##### Document excerpt

Upload folder using huggingface_hub

6926b69 verified about 1 month ago

6.55 kB

	---
	license: mit
	language:
	- en
	tags:
	- sat-solver
	- variable-selection
	- dpo
	- direct-preference-optimization
	- qwen3
	- combinatorial-optimization
	- neural-symbolic
	base_model: Qwen/Qwen3-4B
	datasets:
	- Yale-ROSE/SAT-CNF-Rewards
	pipeline_tag: text-classification
	---

	# Qwen3-4B-SAT-VarSelector-Sym-Aug-DPO

	A neural SAT variable selector fine-tuned with Direct Preference Optimization (DPO) on cube-score-aligned preferences. This model predicts which variable to branch on next when solving SAT problems, optimized for actual solving performance rather than imitation of expert choices.

##########
##### Stored rows

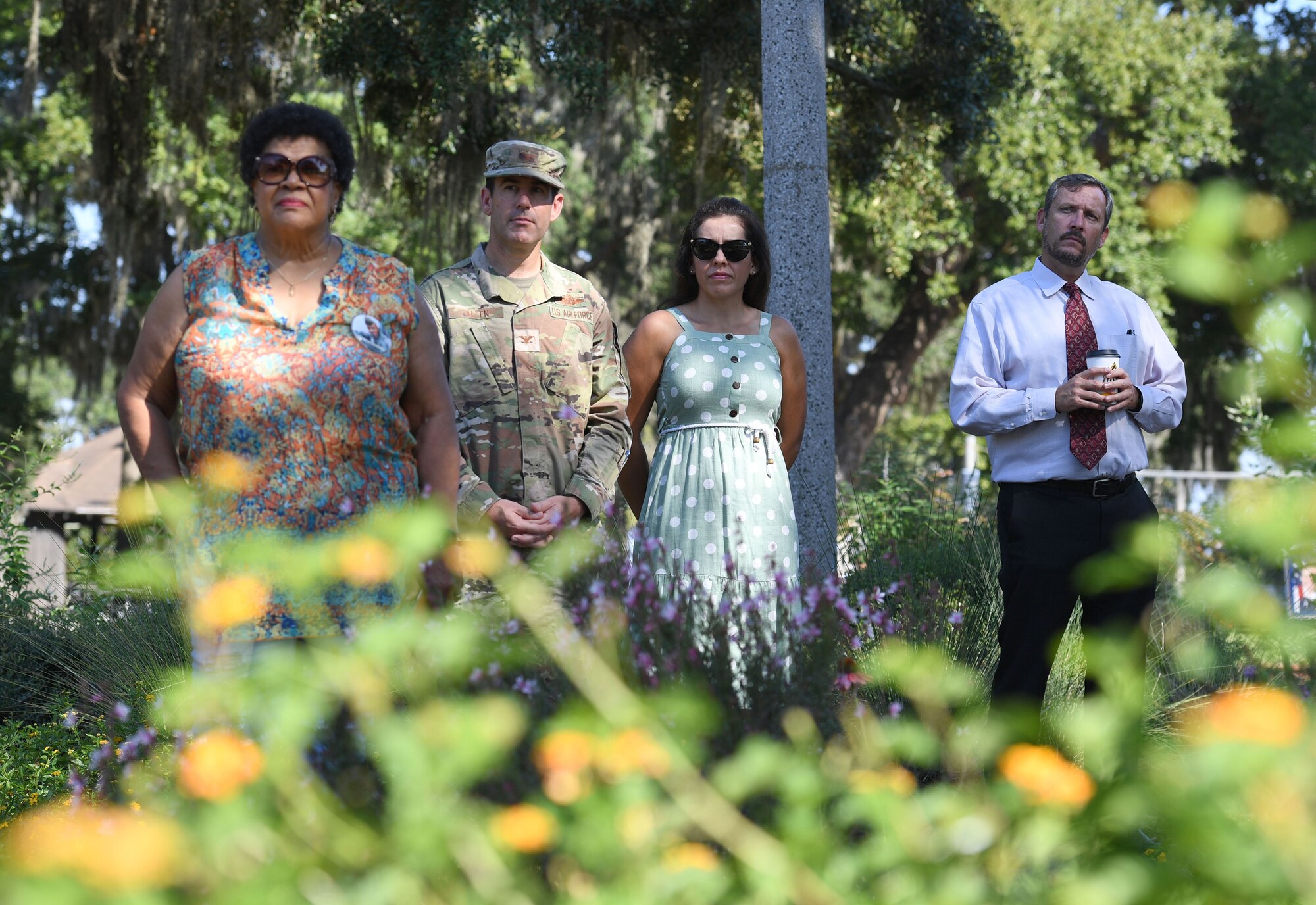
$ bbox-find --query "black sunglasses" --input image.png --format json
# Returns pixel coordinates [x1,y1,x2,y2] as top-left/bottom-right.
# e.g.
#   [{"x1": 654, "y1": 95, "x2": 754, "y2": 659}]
[
  {"x1": 690, "y1": 239, "x2": 754, "y2": 263},
  {"x1": 255, "y1": 154, "x2": 334, "y2": 188}
]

##########

### Requests:
1. Reproduce the model card from "A neural SAT" up to and including "of expert choices.".
2. Render this sentence from the model card in Spanish: "This model predicts which variable to branch on next when solving SAT problems, optimized for actual solving performance rather than imitation of expert choices."
The rows have no connection to the model card.

### Results for each task:
1.
A neural SAT variable selector fine-tuned with Direct Preference Optimization (DPO) on cube-score-aligned preferences. This model predicts which variable to branch on next when solving SAT problems, optimized for actual solving performance rather than imitation of expert choices.

2. Este modelo predice en qué variable ramificar a continuación al resolver problemas SAT, optimizado para el rendimiento real de resolución en lugar de la imitación de las elecciones de expertos.